Question:
I'm a student in the USA, I'm going to graduate soon with a degree in
Political Science (International Affairs). Right now I speak only English
and Kiswahili.
I'm in the process of learning French. I used to speak it up to around the
intermediate level when I was an infant - around 6-7 years old. Totally
forgot it, and I'm learning it again at the 101 level in College. I'm
picking it up pretty fast. I intend to skip the 102 level, and go right into
201 next Semester.
BUT, I'm hungry and I'm greedy. I want to learn another language. I wouldn't
mind adding Japanese. Question: How easy is it to learn two different
languages simultaneously? Does it matter that the languages are not in the
same family? (i.e. French-Spanish-Italian)?
I don't know what you guys have experienced. Also, is it possible to
'self-teach' yourself a language from the elementary level up to the
intermediate one?
I'd appreciate some input from both Japanese and French Speakers.
Oh, and one last favor for anyone that'd be kind enough to do so:
May someone translate this entire post in French ?
Answer:
Less than twice as hard as learning only one.

- **Assigned task A**
According to the language-learning post, which languages does the student speak right now?
- **Assigned task B**
Pick up the language-learning post after its final sentence and keep writing it.
You won't need the lines that come after this.

- **Dataset section**
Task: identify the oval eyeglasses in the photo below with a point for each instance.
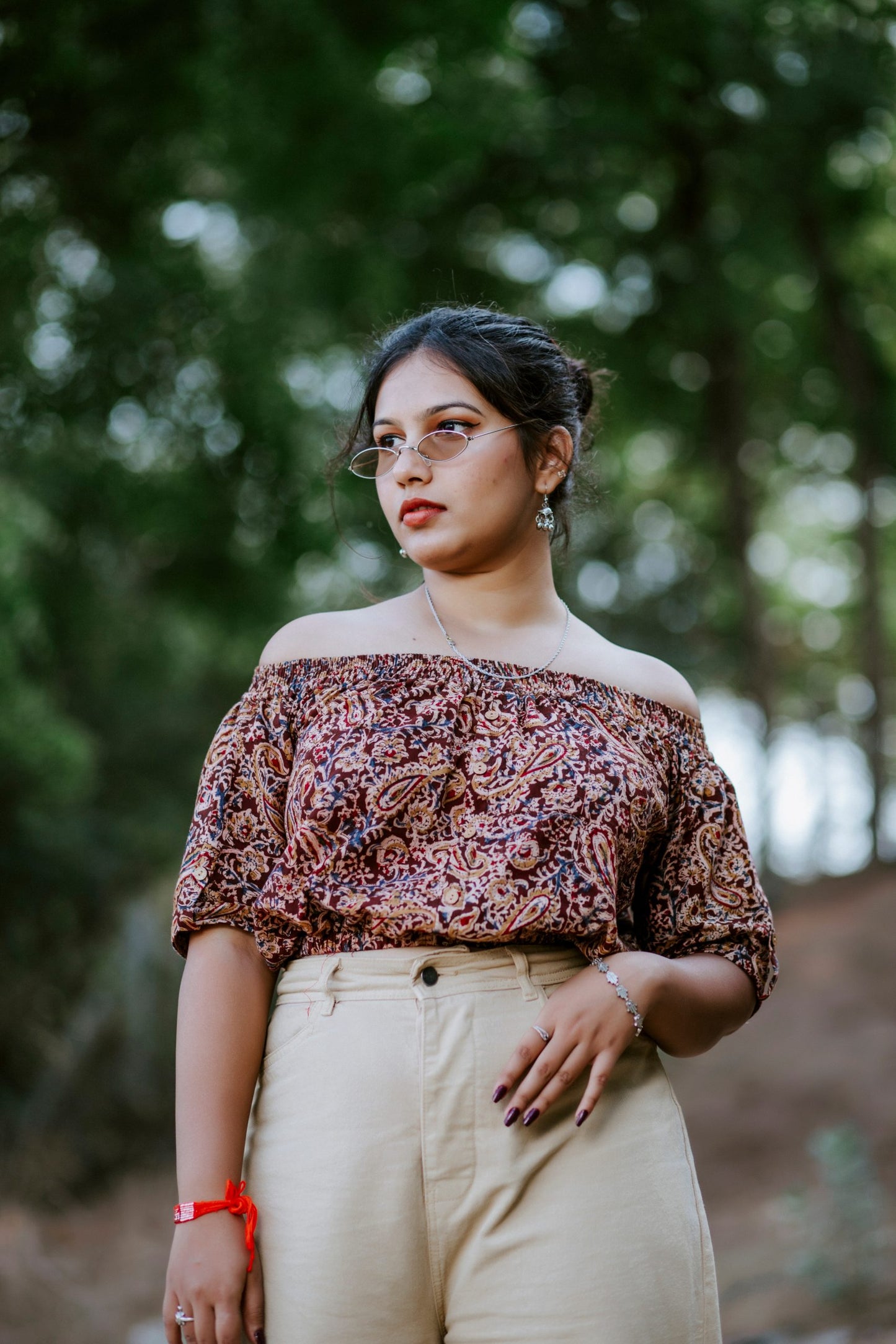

- **Output A**
English and Kiswahili.

- **Output B**
But it obviously depends on many factors - how much effort one has to
put into other matters, and how gifted one is, to name but two. The
ability to learn languages is quite unfairly distributed, it may have
something to do with early exposure to several languages and it may
even be at least partly genetic - anyway, some people just shift
languages like a chameleon changes colours, and others labour for years
and still can't get it right. From what I read of your prose, though,
I would tentatively say that your chances of success are fairly good.
In my experience, the more different the languages, the better.
Learning, e.g., Spanish and Italian at the same time is asking for
trouble - they are so similar and yet so different that you are bound
to be confused unless you concentrate on their respective evolutions
from Latin in a historical-philological perspective, something I would
not recommend except if that happens to be your special area of
interest.
French and Japanese are so different that the risk of confusion is
minimal. You do have the problem of assimilating two quite different
*cultures*, though, and that may be quite challenging.
Emphatically yes - children all over the world do so in such a natural
way that we rarely stop to think about what amazing task they actually
perform. Read books in the language (novels or textbooks on quite
unrelated subjects are fine, and re-reading a book that you know
nearly by heart in another language is close to optimal), don't bother
to look up every word you don't understand in a dictionary (only those
you really think are worth it, and then preferably in a *monolingual*
dictionary), look at television programs or movies, preferably without
subtitles, etc. In short, imitate the children - they are the real
experts. Get impregnated. Formal grammar and systematic vocabularies
are fine, but you can only really appreciate them *after* you get an
intuitive feeling for the language.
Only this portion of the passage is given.